## DATA EXTRACT

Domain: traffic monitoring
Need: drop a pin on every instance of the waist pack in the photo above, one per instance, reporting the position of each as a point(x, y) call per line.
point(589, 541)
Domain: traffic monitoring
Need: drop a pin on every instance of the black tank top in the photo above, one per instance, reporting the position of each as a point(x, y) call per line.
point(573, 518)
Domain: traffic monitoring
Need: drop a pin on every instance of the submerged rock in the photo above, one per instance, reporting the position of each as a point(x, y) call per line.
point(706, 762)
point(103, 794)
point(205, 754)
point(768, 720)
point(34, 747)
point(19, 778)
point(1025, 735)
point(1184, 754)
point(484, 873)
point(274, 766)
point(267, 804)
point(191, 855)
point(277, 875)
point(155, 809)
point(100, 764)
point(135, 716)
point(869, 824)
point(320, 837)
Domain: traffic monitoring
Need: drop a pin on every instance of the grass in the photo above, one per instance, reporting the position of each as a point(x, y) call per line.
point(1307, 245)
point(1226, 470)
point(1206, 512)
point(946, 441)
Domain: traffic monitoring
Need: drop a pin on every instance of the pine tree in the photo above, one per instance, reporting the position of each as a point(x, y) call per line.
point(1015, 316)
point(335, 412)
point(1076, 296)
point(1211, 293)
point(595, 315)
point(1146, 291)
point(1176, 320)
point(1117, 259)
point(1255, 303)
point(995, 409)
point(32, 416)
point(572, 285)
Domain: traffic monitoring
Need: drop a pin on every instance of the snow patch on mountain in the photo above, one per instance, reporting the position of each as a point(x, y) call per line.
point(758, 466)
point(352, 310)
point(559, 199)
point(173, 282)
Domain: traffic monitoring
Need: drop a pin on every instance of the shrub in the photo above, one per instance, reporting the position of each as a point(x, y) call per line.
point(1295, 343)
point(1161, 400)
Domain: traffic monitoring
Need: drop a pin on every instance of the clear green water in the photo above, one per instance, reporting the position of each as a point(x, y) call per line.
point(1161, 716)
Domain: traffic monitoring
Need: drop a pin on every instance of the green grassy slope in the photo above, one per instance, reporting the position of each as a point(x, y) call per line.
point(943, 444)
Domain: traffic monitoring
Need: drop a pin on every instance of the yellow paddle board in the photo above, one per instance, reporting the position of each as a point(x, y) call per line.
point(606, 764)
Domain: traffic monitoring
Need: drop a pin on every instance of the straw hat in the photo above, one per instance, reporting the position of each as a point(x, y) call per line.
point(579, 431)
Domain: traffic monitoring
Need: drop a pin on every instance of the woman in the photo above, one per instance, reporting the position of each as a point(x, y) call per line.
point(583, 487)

## YOUR OBJECTIVE
Everything from the line with "Need: drop a pin on every instance of the woman" down to the final line above is to be retyped exactly. Leave the earlier lines out.

## FINAL ANSWER
Need: drop a pin on every instance of the woman in the photo above, one per instance, reporting the position of each as a point(x, y) call per line.
point(583, 487)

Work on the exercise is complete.